____ EXTRACT TO READ

C Program for Topological Sorting

Last Updated : 25 Sep, 2023

A fundamental procedure in computer science called topological sorting is used to arrange the nodes in a directed network. This sorting method makes sure that vertex u is placed before vertex v in the sorted order for each directed edge (u, v). Numerous fields, including work scheduling, project planning, and dependency resolution, use topological sorting extensively.

Prerequisites: Loops, Structures, Graphs.

Topological Sorting

Topological Sorting is the process in which the main goal is to find an ordering of vertices in a directed acyclic graph (DAG) that places vertex u before vertex v for any directed edge (u, v). “Topological order” is the name given to this linear arrangement. If a DAG contains cycles, it might not have any topological ordering at all.

For example, a topological sorting of the following graph is “5 4 2 3 1 0”. There can be more than one topological sorting for a graph. Another topological sorting of the following graph is “4 5 2 3 1 0”. The first vertex in topological sorting is always a vertex with an in-degree of 0 (a vertex with no incoming edges).

DAG Graph

C Program for Topological Sorting

C

// C Program to implement Topological Sorting 
#include <stdbool.h> 
#include <stdio.h> 
#include <stdlib.h> 
  
// Structure to represent a stack 
struct Stack { 
    int data; 
    struct Stack* next; 
}; 
  
struct Graph { 
    int V; // No. of vertices 
    // Pointer to an array containing adjacency lists 
    struct List* adj; 
}; 
  
// Structure to represent a list (adjacency list) 
struct List { 
    int data; 
    struct List* next; 
}; 
  
// Create a new node for the stack 
struct Stack* createStackNode(int data) 
{ 
    struct Stack* newNode 
        = (struct Stack*)malloc(sizeof(struct Stack)); 
    newNode->data = data; 
    newNode->next = NULL; 
    return newNode; 
} 
  
// Create a new node for the adjacency list 
struct List* createListNode(int data) 
{ 
    struct List* newNode 
        = (struct List*)malloc(sizeof(struct List)); 
    newNode->data = data; 
    newNode->next = NULL; 
    return newNode; 
} 
  
// Function to initialize a graph with V vertices 
struct Graph* createGraph(int V) 
{ 
    struct Graph* graph 
        = (struct Graph*)malloc(sizeof(struct Graph)); 
    graph->V = V; 
    graph->adj 
        = (struct List*)malloc(V * sizeof(struct List)); 
    for (int i = 0; i < V; ++i) { 
        graph->adj[i].next = NULL; 
    } 
    return graph; 
} 
  
// Function to add an edge to the graph 
void addEdge(struct Graph* graph, int v, int w)

________
____ DATASET EXTRACT

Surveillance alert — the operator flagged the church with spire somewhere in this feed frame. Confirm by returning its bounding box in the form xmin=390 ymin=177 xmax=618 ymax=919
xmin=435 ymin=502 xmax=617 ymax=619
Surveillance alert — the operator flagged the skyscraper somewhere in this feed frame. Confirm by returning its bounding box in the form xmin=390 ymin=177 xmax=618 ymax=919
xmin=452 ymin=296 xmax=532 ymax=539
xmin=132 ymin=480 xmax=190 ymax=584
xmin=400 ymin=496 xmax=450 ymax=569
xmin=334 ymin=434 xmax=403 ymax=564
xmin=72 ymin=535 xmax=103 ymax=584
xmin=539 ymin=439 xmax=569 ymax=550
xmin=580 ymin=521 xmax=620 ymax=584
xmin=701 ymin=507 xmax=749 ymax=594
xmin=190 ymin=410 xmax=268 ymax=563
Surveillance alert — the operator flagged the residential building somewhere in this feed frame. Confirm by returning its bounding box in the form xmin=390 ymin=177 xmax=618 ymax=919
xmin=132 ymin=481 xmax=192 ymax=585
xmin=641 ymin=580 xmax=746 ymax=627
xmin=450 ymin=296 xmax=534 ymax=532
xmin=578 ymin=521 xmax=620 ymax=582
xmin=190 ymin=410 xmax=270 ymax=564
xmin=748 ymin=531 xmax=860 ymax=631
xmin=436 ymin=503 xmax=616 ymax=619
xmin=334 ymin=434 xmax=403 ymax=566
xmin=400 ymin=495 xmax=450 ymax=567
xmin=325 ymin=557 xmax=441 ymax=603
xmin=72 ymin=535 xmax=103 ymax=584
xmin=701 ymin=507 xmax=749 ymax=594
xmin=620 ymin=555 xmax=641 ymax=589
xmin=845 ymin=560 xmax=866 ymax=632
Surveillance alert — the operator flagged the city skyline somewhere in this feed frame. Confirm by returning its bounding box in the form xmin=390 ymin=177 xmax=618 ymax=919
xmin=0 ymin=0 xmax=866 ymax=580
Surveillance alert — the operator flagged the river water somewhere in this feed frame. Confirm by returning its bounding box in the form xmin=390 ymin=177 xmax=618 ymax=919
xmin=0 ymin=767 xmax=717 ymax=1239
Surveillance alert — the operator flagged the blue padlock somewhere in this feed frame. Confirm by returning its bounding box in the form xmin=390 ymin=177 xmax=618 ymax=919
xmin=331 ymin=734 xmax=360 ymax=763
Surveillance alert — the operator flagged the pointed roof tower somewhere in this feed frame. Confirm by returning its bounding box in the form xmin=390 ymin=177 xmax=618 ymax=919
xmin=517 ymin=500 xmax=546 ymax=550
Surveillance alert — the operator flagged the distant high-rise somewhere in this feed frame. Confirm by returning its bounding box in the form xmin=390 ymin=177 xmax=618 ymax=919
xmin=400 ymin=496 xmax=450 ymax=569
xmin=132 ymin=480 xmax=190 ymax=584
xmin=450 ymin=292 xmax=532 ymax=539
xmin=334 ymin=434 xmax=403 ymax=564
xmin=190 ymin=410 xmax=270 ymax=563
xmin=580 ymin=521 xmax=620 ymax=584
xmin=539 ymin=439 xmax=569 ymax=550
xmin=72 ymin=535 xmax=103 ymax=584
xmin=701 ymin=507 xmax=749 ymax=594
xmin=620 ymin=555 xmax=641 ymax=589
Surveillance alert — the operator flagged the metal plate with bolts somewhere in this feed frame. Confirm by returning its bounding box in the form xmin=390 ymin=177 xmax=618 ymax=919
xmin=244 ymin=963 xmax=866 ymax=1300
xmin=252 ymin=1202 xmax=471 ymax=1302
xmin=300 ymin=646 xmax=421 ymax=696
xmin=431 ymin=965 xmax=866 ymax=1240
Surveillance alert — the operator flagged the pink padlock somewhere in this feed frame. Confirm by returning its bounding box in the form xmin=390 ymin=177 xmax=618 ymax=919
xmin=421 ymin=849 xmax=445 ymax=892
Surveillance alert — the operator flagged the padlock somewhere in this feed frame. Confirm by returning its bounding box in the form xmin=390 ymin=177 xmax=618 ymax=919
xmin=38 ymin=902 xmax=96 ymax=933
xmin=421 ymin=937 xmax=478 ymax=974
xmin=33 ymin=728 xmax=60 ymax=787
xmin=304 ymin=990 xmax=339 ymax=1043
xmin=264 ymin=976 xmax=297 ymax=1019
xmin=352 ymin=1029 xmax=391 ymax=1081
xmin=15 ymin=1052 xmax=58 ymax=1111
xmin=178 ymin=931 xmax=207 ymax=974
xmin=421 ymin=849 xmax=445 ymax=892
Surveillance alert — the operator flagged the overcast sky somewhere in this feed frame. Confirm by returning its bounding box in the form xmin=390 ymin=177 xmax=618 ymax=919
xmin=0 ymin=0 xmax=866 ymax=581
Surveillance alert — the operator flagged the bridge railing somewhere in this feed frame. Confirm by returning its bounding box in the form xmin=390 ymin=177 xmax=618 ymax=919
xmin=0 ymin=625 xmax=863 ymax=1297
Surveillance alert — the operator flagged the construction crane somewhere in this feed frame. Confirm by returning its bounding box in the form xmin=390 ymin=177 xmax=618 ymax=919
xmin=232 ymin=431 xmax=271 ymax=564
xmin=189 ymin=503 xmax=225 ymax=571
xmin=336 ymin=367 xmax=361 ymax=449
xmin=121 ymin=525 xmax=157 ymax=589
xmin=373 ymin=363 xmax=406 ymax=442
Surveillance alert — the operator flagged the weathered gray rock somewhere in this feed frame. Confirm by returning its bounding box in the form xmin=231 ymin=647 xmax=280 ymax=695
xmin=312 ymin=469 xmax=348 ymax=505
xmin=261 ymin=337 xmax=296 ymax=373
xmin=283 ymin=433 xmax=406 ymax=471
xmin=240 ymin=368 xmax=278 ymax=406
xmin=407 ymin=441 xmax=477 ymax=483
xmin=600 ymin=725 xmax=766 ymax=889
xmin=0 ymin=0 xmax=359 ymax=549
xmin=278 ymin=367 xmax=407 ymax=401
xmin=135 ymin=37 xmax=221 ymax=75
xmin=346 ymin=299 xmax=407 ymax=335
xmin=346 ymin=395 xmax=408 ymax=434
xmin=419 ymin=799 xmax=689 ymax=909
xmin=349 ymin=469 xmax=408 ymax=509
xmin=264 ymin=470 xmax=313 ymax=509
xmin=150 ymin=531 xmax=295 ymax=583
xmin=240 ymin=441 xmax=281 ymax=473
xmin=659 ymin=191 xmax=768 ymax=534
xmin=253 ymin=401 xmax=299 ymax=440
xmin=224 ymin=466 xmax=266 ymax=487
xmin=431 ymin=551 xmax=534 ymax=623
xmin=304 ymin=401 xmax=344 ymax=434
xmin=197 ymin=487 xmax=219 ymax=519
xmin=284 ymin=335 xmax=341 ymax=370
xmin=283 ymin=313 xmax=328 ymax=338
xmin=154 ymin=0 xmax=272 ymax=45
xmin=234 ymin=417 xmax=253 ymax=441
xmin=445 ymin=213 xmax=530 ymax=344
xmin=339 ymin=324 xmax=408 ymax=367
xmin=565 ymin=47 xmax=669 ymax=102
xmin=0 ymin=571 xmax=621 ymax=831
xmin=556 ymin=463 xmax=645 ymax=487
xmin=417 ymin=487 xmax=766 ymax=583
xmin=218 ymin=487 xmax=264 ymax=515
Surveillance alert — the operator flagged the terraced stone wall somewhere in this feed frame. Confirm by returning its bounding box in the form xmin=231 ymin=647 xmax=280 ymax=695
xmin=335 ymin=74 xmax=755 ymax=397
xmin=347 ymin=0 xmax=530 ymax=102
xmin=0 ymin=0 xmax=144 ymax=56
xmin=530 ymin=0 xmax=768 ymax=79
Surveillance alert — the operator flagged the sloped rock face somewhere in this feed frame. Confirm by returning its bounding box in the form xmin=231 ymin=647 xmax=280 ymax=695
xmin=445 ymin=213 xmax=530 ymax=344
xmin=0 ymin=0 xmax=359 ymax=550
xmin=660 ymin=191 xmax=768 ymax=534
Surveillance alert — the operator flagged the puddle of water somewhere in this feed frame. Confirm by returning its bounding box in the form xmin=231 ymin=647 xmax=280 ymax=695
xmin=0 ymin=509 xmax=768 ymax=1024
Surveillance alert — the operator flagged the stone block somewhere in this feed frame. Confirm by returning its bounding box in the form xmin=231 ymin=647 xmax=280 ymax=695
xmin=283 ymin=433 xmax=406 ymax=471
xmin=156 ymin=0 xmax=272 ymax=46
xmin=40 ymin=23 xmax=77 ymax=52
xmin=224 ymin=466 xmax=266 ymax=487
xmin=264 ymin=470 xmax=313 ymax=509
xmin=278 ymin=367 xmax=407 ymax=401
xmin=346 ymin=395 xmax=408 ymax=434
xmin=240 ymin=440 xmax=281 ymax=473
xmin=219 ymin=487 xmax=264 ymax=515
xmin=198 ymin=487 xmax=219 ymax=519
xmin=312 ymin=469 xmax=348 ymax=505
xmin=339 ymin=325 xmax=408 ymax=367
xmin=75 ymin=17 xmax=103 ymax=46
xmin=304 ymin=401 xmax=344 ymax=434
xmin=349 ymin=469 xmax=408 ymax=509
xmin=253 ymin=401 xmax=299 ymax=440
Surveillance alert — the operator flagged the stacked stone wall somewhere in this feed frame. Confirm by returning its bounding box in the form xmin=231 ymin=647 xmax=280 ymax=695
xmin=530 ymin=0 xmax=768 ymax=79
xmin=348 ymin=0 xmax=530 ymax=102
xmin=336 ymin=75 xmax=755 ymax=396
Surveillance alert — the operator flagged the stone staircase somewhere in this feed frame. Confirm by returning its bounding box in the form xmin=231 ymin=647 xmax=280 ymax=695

________

**YOUR OBJECTIVE:**
Sum up the page on topological sorting in two sentences. Rely only on the page on topological sorting, not on the entries.

**TASK RESPONSE:**
Topological sorting arranges the vertices of a directed acyclic graph so that vertex u comes before vertex v for every directed edge (u, v), and it is used in work scheduling, project planning, and dependency resolution. A graph can have more than one topological sorting, the first vertex always has an in-degree of 0, and the page begins a C implementation built on structures for a stack, a graph, and an adjacency list.